Problem 1
Answer these questions using the commentary on the Canadiens:
(a) For how many minutes does Laraque usually play in a game?
(b) Which players are named as contributing to the scoresheet on a fairly regular basis?
(c) How many games remain in the regular season?
Problem 2
Resume the commentary on the Canadiens from its final sentence, and keep its voice.

The point I'm trying to make here is that Laraque isn't the problem. Whatever headcase he may be, whatever might be said about how he is in the room, I have a nagging hunch that there are much bigger, much deeper rooted problems in the Canadiens organization, but Gainey has obviously used this situation has a deflection from the other problems that plague this team, both on and off the ice.
On the ice, this team has not competed for a full 60 minutes in a single game this entire season. That certainly can't be Laraque's fault, since he usually only plays for 5 of those minutes.
On the ice, the Canadiens can't score goals. Beyond a handful of players contributing to the scoresheet on a fairly regular basis (Cammalleri, of course, Pouliot, Gionta...), this team isn't producing the goals it should. Is that Laraque's fault? He scored his first goal as a Canadien last week but was never asked to contribute offensively. Is it his fault for employing a defensively minded system on a team full of offensively gifted players? I think we all know the answer to that.
On and off the ice, this team has no identity. They have leaders, but no captain. They have an offensively minded group of forwards, but a defensively minded coach. They have few prospects that define what this team is going forward, and they have no direction. None of these things are Georges Laraque's problem.
And that's just the beginning of the mess that has been the Montreal Canadiens over the last few seasons.
Yet, out of all the solutions Gainey could come up with, firing Georges Laraque was his best move? Gainey is the one who got the team into this mess, and wih every move he makes, all he does is deflect off the troubles that he started.
Next thing you know, he's going to blame Scott Gomez for having a big contract and Gionta and Cammalleri for signing big long term contracts.
As a die-hard Habs fan, I hate to say this, but 30 games away from the end of the regular season, I sincerely hope that the Canadiens aren't sitting in one of those 8 playoffs seeds. Because that's the only way that things are going to change. It's the only way the Molsons will take action, and it's the only way that the Canadiens will finally end up with a general manager that has the gusto of making the means that will finally restore this team to the glory it never should have misplaced in the first place.

Information supplied
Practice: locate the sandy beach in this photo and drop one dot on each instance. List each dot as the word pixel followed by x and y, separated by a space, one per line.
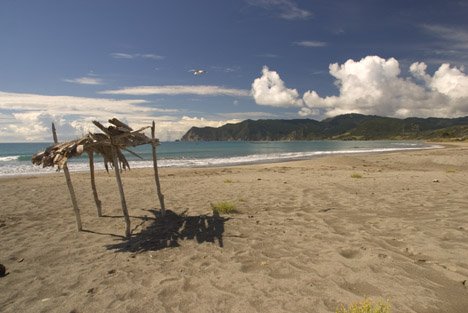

Answer space 1
(a) 5 minutes.
(b) Cammalleri, Pouliot and Gionta.
(c) 30 games.

Answer space 2
Think about that as the Canadiens prepare to face off against the Devils and Rangers, in what should be two cringe-worthy games for Habs fans.
No stats today, you all know what they're going to say. Plekanec and Cammalleri lead most of the categories, and the Canadiens need to score more goals, while keeping less out of their own net. Can they do it? It's doubtful, with the Devils being one of the best teams in the east, and the rangers sitting pretty in 6th place.
If the Canadiens stand any chance of working their way out of their funk and out of 11th place, they're going to need to come out of this weekend with AT LEAST 3 out of 4 points, but that's obviously easier said than done.
Nevertheless, BGL or no BGL, the Canadiens will have to look forward to facing the Devils tonight in New Jersey, before coming home to face the Rangers tomorrow night, and everyone better be on the same page, or it's going to be a fiasco.
(watch them dominate and win both games, like they did in the Centennial game, which I predicted to be a fiasco)
ON A SLIGHTLY MORE SERIOUS NOTE...
Our thoughts and prayers go out to Jean Beliveau and his family today. Le Gros Bill suffered a stroke late Wednesday night, and while he is said to be in stable condition with no immediate danger to his life, it really puts things into perspective. Beliveau is arguably the greatest Montreal Canadien in the organization's 100 year history. TCL and the many Canadiens fans who visit the site wish Beliveau a speedy recovery!